┌────────

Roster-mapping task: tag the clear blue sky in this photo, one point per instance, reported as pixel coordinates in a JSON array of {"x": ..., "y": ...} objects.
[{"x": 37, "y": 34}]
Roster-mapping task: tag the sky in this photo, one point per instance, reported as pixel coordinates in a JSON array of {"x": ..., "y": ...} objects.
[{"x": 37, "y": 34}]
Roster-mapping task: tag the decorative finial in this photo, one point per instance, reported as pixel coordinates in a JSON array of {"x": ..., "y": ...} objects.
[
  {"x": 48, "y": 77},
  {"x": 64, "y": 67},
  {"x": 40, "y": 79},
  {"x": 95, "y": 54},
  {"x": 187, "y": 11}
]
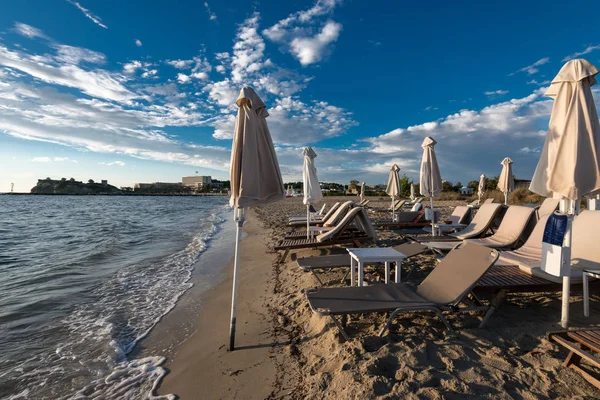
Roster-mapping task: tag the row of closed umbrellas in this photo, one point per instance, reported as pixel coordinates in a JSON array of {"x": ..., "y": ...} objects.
[{"x": 569, "y": 166}]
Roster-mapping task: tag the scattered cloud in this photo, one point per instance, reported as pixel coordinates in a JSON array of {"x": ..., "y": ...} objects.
[
  {"x": 95, "y": 19},
  {"x": 29, "y": 31},
  {"x": 300, "y": 32},
  {"x": 587, "y": 50},
  {"x": 211, "y": 15},
  {"x": 52, "y": 159},
  {"x": 532, "y": 69},
  {"x": 495, "y": 93},
  {"x": 117, "y": 163},
  {"x": 529, "y": 150},
  {"x": 309, "y": 50}
]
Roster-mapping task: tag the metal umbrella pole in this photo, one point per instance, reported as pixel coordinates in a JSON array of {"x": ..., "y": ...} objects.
[{"x": 240, "y": 217}]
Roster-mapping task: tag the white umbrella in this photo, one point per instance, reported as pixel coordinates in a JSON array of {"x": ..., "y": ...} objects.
[
  {"x": 506, "y": 182},
  {"x": 393, "y": 189},
  {"x": 362, "y": 192},
  {"x": 431, "y": 181},
  {"x": 312, "y": 189},
  {"x": 481, "y": 188},
  {"x": 255, "y": 176},
  {"x": 569, "y": 165}
]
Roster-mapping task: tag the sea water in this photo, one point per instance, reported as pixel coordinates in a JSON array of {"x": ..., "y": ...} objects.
[{"x": 83, "y": 279}]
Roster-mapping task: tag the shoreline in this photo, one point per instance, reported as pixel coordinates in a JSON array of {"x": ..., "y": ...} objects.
[{"x": 285, "y": 351}]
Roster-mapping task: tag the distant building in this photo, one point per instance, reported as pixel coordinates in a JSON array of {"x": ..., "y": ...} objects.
[
  {"x": 197, "y": 182},
  {"x": 157, "y": 185},
  {"x": 465, "y": 190},
  {"x": 524, "y": 183}
]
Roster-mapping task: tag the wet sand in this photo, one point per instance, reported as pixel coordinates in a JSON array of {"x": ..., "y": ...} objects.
[{"x": 287, "y": 352}]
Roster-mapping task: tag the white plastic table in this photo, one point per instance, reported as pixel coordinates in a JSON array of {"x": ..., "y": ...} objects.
[
  {"x": 586, "y": 289},
  {"x": 362, "y": 256}
]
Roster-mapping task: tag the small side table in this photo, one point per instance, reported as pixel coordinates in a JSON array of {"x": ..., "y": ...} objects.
[
  {"x": 362, "y": 256},
  {"x": 586, "y": 289}
]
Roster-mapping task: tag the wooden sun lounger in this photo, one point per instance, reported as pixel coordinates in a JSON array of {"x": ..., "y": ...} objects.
[
  {"x": 313, "y": 264},
  {"x": 583, "y": 345}
]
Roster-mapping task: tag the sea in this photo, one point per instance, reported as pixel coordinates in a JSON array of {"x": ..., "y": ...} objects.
[{"x": 83, "y": 279}]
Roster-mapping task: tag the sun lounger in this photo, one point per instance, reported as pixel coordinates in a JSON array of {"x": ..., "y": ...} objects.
[
  {"x": 331, "y": 211},
  {"x": 444, "y": 289},
  {"x": 478, "y": 227},
  {"x": 331, "y": 220},
  {"x": 529, "y": 278},
  {"x": 404, "y": 219},
  {"x": 548, "y": 206},
  {"x": 336, "y": 236},
  {"x": 313, "y": 264},
  {"x": 583, "y": 345},
  {"x": 511, "y": 229}
]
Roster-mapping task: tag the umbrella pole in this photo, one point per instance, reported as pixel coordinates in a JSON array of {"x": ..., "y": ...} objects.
[
  {"x": 564, "y": 319},
  {"x": 432, "y": 218},
  {"x": 307, "y": 221},
  {"x": 240, "y": 215}
]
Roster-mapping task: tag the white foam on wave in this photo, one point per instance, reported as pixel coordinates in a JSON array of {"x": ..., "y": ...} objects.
[{"x": 100, "y": 335}]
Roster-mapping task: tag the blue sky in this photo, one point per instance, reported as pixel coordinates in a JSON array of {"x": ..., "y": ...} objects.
[{"x": 137, "y": 91}]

└────────

GIVEN INSTRUCTION: Can you output everything from the line containing "Roster-mapping task: tag the blue" down to the end of the entries above as a Markdown table with the columns Row and Entry line, skipping any blank lines?

SOLUTION TO THE EXERCISE:
| Row | Entry line |
|---|---|
| 1 | Roster-mapping task: tag the blue sky in this photo, one point per instance, reported as pixel coordinates in a JSON array of {"x": ..., "y": ...} objects. |
| 2 | [{"x": 137, "y": 91}] |